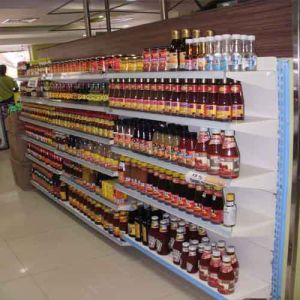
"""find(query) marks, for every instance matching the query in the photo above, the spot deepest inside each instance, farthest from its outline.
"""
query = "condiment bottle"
(234, 261)
(214, 152)
(185, 34)
(212, 100)
(204, 263)
(184, 255)
(153, 232)
(226, 279)
(230, 157)
(201, 148)
(230, 211)
(177, 247)
(173, 55)
(237, 102)
(206, 202)
(224, 102)
(192, 260)
(162, 241)
(217, 206)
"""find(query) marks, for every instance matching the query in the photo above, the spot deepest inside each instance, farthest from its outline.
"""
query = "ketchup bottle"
(204, 263)
(153, 232)
(177, 247)
(214, 268)
(237, 102)
(224, 102)
(230, 157)
(201, 99)
(217, 206)
(226, 279)
(201, 148)
(214, 152)
(234, 261)
(212, 100)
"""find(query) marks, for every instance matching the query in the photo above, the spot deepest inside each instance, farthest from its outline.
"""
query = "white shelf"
(68, 179)
(79, 215)
(66, 104)
(250, 177)
(42, 164)
(87, 164)
(255, 125)
(246, 287)
(249, 224)
(38, 143)
(68, 131)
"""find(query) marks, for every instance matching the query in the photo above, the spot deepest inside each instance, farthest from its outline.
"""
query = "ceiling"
(62, 20)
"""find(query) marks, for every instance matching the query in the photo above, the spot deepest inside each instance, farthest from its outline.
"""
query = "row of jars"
(96, 123)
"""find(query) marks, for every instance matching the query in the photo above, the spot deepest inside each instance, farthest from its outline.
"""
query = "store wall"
(269, 20)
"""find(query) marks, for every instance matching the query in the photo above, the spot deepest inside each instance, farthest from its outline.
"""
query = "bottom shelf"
(247, 286)
(79, 215)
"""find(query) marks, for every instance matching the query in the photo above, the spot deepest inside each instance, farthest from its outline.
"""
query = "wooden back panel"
(269, 20)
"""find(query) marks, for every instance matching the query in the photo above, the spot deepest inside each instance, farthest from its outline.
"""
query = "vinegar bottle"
(214, 152)
(230, 157)
(226, 280)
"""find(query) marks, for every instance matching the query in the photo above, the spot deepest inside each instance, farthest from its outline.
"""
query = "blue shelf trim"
(174, 269)
(284, 107)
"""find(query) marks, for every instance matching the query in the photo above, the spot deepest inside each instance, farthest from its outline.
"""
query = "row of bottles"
(220, 100)
(48, 157)
(187, 244)
(214, 152)
(46, 179)
(171, 188)
(96, 123)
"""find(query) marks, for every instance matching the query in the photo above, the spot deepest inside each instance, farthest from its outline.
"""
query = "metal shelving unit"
(79, 215)
(69, 180)
(42, 164)
(87, 136)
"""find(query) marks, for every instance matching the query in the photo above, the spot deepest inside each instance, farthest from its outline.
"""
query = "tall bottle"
(174, 50)
(230, 157)
(214, 152)
(185, 34)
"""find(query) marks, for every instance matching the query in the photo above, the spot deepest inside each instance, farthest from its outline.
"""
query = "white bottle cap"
(226, 258)
(215, 130)
(229, 132)
(216, 253)
(236, 36)
(226, 36)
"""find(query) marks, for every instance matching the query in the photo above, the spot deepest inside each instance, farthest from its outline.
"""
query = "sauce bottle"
(226, 280)
(183, 105)
(214, 152)
(153, 232)
(230, 211)
(185, 34)
(234, 261)
(201, 148)
(162, 241)
(230, 157)
(177, 247)
(214, 268)
(207, 202)
(217, 206)
(173, 55)
(237, 102)
(184, 255)
(204, 263)
(192, 260)
(224, 102)
(212, 100)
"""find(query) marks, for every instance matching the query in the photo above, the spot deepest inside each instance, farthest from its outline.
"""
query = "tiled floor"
(47, 254)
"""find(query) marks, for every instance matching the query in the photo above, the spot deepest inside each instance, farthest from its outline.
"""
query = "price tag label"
(33, 82)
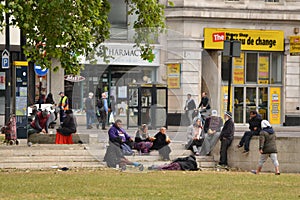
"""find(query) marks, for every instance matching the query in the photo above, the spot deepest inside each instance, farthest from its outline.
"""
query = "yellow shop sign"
(256, 40)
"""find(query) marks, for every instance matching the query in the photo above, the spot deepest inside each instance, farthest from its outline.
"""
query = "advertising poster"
(259, 40)
(294, 45)
(275, 102)
(173, 72)
(238, 70)
(263, 70)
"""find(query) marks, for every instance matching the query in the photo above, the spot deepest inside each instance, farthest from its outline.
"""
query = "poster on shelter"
(2, 80)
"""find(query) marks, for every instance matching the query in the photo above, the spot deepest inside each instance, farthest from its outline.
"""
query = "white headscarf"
(265, 124)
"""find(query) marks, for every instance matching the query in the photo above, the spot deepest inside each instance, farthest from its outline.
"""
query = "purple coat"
(115, 132)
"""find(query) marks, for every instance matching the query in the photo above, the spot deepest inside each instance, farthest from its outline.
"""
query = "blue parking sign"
(5, 59)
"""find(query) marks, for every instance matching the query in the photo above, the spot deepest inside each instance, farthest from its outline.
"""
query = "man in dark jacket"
(254, 126)
(226, 138)
(267, 147)
(189, 108)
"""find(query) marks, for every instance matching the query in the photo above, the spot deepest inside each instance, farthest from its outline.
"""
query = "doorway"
(245, 100)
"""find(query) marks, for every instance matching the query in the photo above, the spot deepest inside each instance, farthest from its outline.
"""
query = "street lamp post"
(8, 71)
(232, 48)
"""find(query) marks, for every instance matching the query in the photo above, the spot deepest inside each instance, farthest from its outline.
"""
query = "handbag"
(127, 151)
(211, 132)
(111, 118)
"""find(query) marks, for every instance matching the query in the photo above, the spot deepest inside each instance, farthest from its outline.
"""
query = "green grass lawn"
(112, 184)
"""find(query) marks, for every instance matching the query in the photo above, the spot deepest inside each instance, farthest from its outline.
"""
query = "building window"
(118, 19)
(251, 67)
(254, 68)
(276, 70)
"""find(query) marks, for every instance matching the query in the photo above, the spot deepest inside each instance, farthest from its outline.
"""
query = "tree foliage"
(65, 29)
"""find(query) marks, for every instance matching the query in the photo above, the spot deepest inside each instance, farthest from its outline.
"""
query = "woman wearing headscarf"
(267, 147)
(64, 133)
(212, 130)
(143, 142)
(194, 136)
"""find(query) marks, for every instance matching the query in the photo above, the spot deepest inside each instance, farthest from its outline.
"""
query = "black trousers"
(245, 141)
(225, 143)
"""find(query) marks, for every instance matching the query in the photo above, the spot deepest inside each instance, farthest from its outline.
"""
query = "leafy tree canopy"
(65, 29)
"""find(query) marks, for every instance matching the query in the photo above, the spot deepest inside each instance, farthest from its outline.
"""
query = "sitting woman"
(143, 142)
(114, 156)
(64, 133)
(161, 143)
(194, 136)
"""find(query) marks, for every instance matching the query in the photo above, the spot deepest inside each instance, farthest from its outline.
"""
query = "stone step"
(36, 159)
(43, 156)
(51, 165)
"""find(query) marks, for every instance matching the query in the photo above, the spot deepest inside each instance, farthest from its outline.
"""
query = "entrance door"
(245, 100)
(251, 103)
(239, 104)
(263, 102)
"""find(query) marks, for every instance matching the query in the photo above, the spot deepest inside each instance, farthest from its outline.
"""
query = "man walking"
(189, 108)
(90, 111)
(255, 127)
(63, 106)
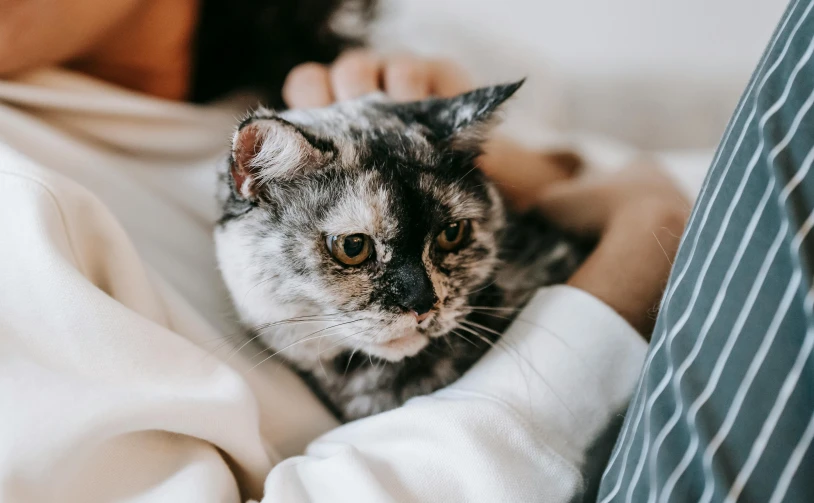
___
> [BRIEF]
Pictures aside, restate the entries word for word.

> [THE COMPLETED TASK]
"""find(query) marks, for every instance matching the query in the photo above, the spot deepest inside each instance, farthest from its outline.
"""
query = "condiment bottle"
(234, 261)
(214, 152)
(185, 34)
(212, 100)
(204, 263)
(184, 255)
(153, 232)
(226, 279)
(230, 157)
(201, 148)
(230, 211)
(177, 247)
(173, 55)
(237, 102)
(206, 202)
(224, 102)
(192, 260)
(162, 241)
(217, 206)
"""find(query) marks, for every instance matching the query in the photo above, the spot deepest inside each instance, farthest from its outline.
"""
query = "ketchup bottle"
(204, 263)
(153, 232)
(177, 247)
(214, 268)
(237, 102)
(224, 102)
(230, 157)
(201, 99)
(217, 206)
(226, 279)
(201, 148)
(214, 152)
(234, 261)
(212, 100)
"""find(query) marks, for every instance matching the query in the photo above, the spot deepest inside each instance, farthest from its outline.
"""
query = "white shelf"
(68, 179)
(79, 215)
(66, 104)
(250, 177)
(42, 164)
(87, 164)
(255, 125)
(246, 287)
(249, 224)
(38, 143)
(68, 131)
"""find(query) marks, for every instance matching the query in the photo above, the spot deepest inside each instance, farthest from its outline.
"""
query = "ceiling"
(62, 20)
"""find(query) marks, for every instance matching the query in the photo above, the spot deepest inside each instance, farthest from its outline.
"""
query = "row of jars"
(96, 123)
"""find(query) marks, for every instance matching the query in the photo above, the spot deepest inside each instance, farthest from its outline.
"""
query = "store wall"
(269, 20)
"""find(query) marks, for every instance matching the query in the photo above, the spot deepest inside each instance, farthest from its outline.
"""
query = "bottom shelf"
(247, 286)
(79, 215)
"""find(query) marks, for every instance matching the query in the photo above, the spot deepest inside each instance, farthest from its outline.
"""
query = "wooden back panel"
(269, 20)
"""find(query) marks, for every instance matching the query in the photo above, the spot deepest inside each instance, farthest from its outline.
"""
query = "vinegar bottle"
(214, 152)
(230, 157)
(226, 280)
"""find(query) marks, for every instance matching the query in the photo above, the spot deepest inside each instance, farthest from its outline.
"""
query = "blue shelf trim"
(174, 269)
(284, 107)
"""find(query) marks, for every instance matching the query in the photo above, the spot deepest inside each instance, farthest from its outline.
"""
query = "row of bottles"
(220, 100)
(48, 157)
(187, 244)
(214, 152)
(46, 179)
(171, 188)
(96, 123)
"""find(query) marks, for every instance matching the query in the photo above, the spot deepest inside each instance, farthest from its outline.
"""
query = "metal shelving unit"
(79, 215)
(69, 180)
(42, 164)
(87, 136)
"""find(query) marks, for every instance matching the query in the photo above, the spot deepest inside each instance, farthest from its outline.
"""
query = "tall bottle"
(174, 50)
(230, 157)
(214, 152)
(185, 34)
"""find(query) marks, for every instance matching the query in the photo above, the spot deepest inside each instance, farthest from its outline.
"""
query = "white bottle cap"
(226, 258)
(215, 130)
(229, 132)
(216, 253)
(236, 36)
(226, 36)
"""find(query) marks, for every instance matching the query in the photo above, the spot deepest inside each instance, farthest from its outline.
"""
query = "sauce bottle"
(226, 280)
(183, 105)
(214, 152)
(153, 232)
(230, 211)
(185, 34)
(234, 261)
(201, 148)
(162, 241)
(230, 157)
(177, 247)
(214, 268)
(207, 202)
(217, 206)
(173, 55)
(237, 102)
(184, 255)
(204, 263)
(192, 260)
(224, 102)
(212, 100)
"""find(query) marks, for every instance matching the query in the photo above, the spot deepest inside each instance, farthest from its outline.
"""
query = "tiled floor"
(47, 254)
"""find(query) marks, for every instance matching the query in the photo above, the spot deepest inside each instance, farthest from its outline.
"""
query = "price tag label"
(33, 82)
"""find(query) marks, for every instance matching the query in the photo above, the spot deepest inside each instance, farthest from its outline.
"""
query = "yellow shop sign"
(256, 40)
"""find(query) marks, for every instance matching the query in the photo above, the spot deepest inside each instance, farthest from its outline.
"""
query = "advertising poster"
(259, 40)
(294, 45)
(275, 102)
(173, 72)
(238, 70)
(263, 70)
"""find(query) marks, for every instance matching the query in the photo above, the spot deepest inside each instance, farthest from its outline.
"""
query = "poster on shelter"
(2, 80)
"""find(query) marks, for every instance matching the query in the photo above, the spot deepest inside each instance, farthest from its outline.
"""
query = "white headscarf"
(265, 124)
"""find(query) marks, for every instance matching the query in the photo above, the spot deepest inside each instance, farthest from its outline.
"""
query = "purple coat"
(115, 132)
"""find(query) marks, for every instance matching the query in the photo above, the spot deepest inside each instance, farthest from its outline.
"""
query = "blue parking sign"
(5, 59)
"""find(query) marks, for every instance matching the query in the photo above, the spot deepest inside each instance, farthest from its outline.
"""
query = "man in dark jacket"
(254, 126)
(226, 138)
(267, 147)
(189, 108)
"""find(query) marks, for every instance matching the query in the photo above, the spot deepest inside each instance, farthest from its outline.
"""
query = "doorway"
(245, 100)
"""find(query) marks, for every instance matching the query in the photo above, the spot deepest inside each instance, farthest from its outline.
"""
query = "street lamp post"
(8, 71)
(232, 48)
"""find(query) marks, for every instance matching the query in the photo above, the spot deepest inside each instance, farthest from its outline.
"""
query = "handbag"
(127, 151)
(211, 132)
(111, 118)
"""find(query) marks, for every instance matching the query in the photo above, the spot deepest inside each instance, farthest from its outline.
"""
query = "green grass lawn"
(112, 184)
"""find(query) marks, for every instance matching the query in the photo above, the spot deepest inside each instance, farthest from its outline.
"""
query = "building window"
(118, 19)
(251, 67)
(254, 68)
(276, 70)
"""find(query) marks, for every instance matching the query in the photo above, the spot deepest inside each instance, farthest from its outline.
"""
query = "tree foliage"
(65, 29)
"""find(query) marks, for every instance matching the query in the photo above, the spot deepest inside each instance, farthest from its outline.
"""
query = "woman wearing headscarf"
(267, 147)
(64, 133)
(212, 130)
(143, 142)
(194, 136)
"""find(query) marks, for every instance matching the query in the photo above, the spot deepest inside each instance, farthest from its outline.
"""
query = "black trousers"
(245, 141)
(225, 143)
"""find(query) marks, for every instance matching the query in the photo above, the spot deepest inside each instance, farthest from its outline.
"""
query = "leafy tree canopy"
(65, 29)
"""find(query) marks, for every instance matching the query in the photo above, the spot deepest inside each instance, farthest from its outline.
"""
query = "sitting woman"
(143, 142)
(114, 156)
(64, 133)
(161, 143)
(194, 136)
"""find(query) marks, for every instance matching the query in the photo above, the spot deepest inside each instance, farthest from its outline.
"""
query = "stone step"
(36, 159)
(43, 156)
(51, 165)
"""find(query) marks, for every instance matching the query in the photo above, the spot deepest inside each instance, farthest from its outline.
"""
query = "entrance door"
(245, 100)
(251, 103)
(239, 104)
(263, 102)
"""find(query) marks, for every instance matching the query in the photo above, the spot deepest inside each instance, farthest from its outline.
"""
query = "man walking"
(189, 108)
(90, 111)
(255, 127)
(63, 106)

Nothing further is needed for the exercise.